╭─ TASK INPUTS

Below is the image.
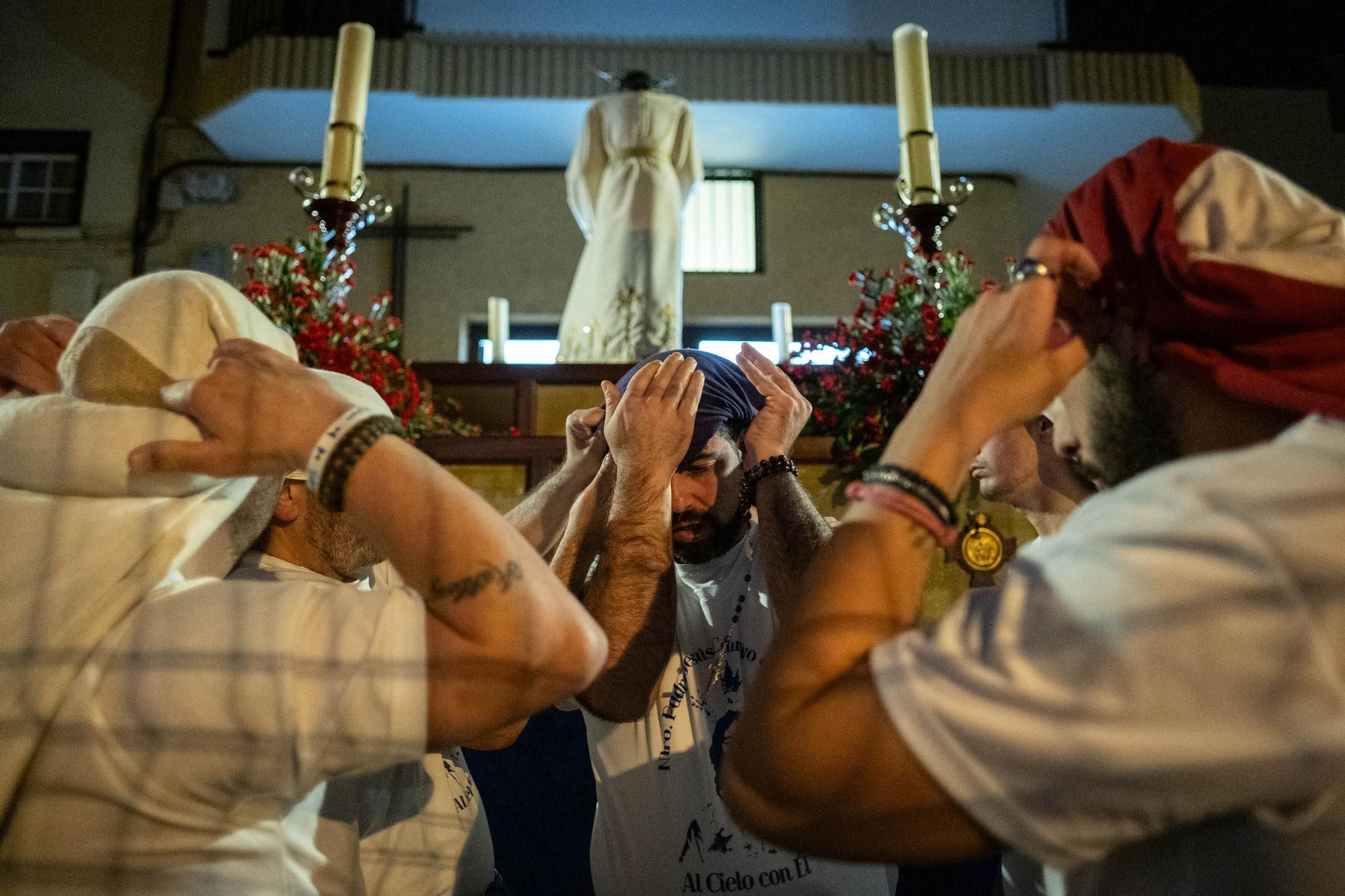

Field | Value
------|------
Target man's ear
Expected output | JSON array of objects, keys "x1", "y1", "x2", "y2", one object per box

[
  {"x1": 272, "y1": 479, "x2": 305, "y2": 525},
  {"x1": 1028, "y1": 414, "x2": 1056, "y2": 451}
]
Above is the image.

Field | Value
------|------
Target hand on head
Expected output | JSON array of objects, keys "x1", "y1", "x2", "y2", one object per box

[
  {"x1": 0, "y1": 315, "x2": 79, "y2": 395},
  {"x1": 920, "y1": 238, "x2": 1099, "y2": 444},
  {"x1": 565, "y1": 405, "x2": 607, "y2": 473},
  {"x1": 736, "y1": 341, "x2": 812, "y2": 467},
  {"x1": 129, "y1": 339, "x2": 351, "y2": 477},
  {"x1": 603, "y1": 352, "x2": 705, "y2": 485}
]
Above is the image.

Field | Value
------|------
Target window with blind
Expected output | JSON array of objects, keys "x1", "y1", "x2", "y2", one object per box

[
  {"x1": 682, "y1": 169, "x2": 761, "y2": 273},
  {"x1": 0, "y1": 130, "x2": 89, "y2": 226}
]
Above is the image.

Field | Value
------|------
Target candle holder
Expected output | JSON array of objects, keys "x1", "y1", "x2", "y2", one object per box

[
  {"x1": 873, "y1": 177, "x2": 975, "y2": 292},
  {"x1": 289, "y1": 165, "x2": 393, "y2": 281}
]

╰─

Convert the data above into a JSON list of strings with one string per line, skipping blank lines and leaving the pictures out.

[
  "Below is the image.",
  "Field | Value",
  "------|------",
  "Target man's ear",
  "Expected output | JSON array of objects, keys \"x1\", \"y1\", \"x2\", \"y2\", one object per box",
  "[",
  "  {\"x1\": 272, \"y1\": 479, \"x2\": 305, \"y2\": 525},",
  "  {\"x1\": 1028, \"y1\": 414, \"x2\": 1056, \"y2\": 451}",
  "]",
  "Above is the image.",
  "Field | Value",
  "------|------",
  "Target hand on head",
  "Expected output | JSON array of objects, keys \"x1\", \"y1\", \"x2\", \"y2\", one object per box",
  "[",
  "  {\"x1\": 0, \"y1\": 315, \"x2\": 79, \"y2\": 395},",
  "  {\"x1\": 920, \"y1\": 238, \"x2\": 1099, \"y2\": 444},",
  "  {\"x1\": 565, \"y1\": 405, \"x2\": 607, \"y2\": 473},",
  "  {\"x1\": 736, \"y1\": 341, \"x2\": 812, \"y2\": 467},",
  "  {\"x1\": 129, \"y1\": 339, \"x2\": 351, \"y2\": 477},",
  "  {\"x1\": 603, \"y1\": 352, \"x2\": 705, \"y2\": 485}",
  "]",
  "Above is the image.",
  "Field | Value",
  "------|------",
  "Target window with blind",
  "Expected output | JSON array of objects, keys \"x1\", \"y1\", \"x2\", \"y2\", one object per box",
  "[",
  "  {\"x1\": 682, \"y1\": 169, \"x2\": 761, \"y2\": 273},",
  "  {\"x1\": 0, \"y1\": 130, \"x2\": 89, \"y2\": 226}",
  "]",
  "Above is the image.",
  "Field | Value",
  "------|------",
  "Target candle holder",
  "Expected output | JSON array of objects, keys \"x1\", \"y1\", \"x2\", \"y2\", one object per box",
  "[",
  "  {\"x1\": 873, \"y1\": 177, \"x2\": 975, \"y2\": 292},",
  "  {\"x1\": 289, \"y1\": 165, \"x2\": 393, \"y2\": 281}",
  "]"
]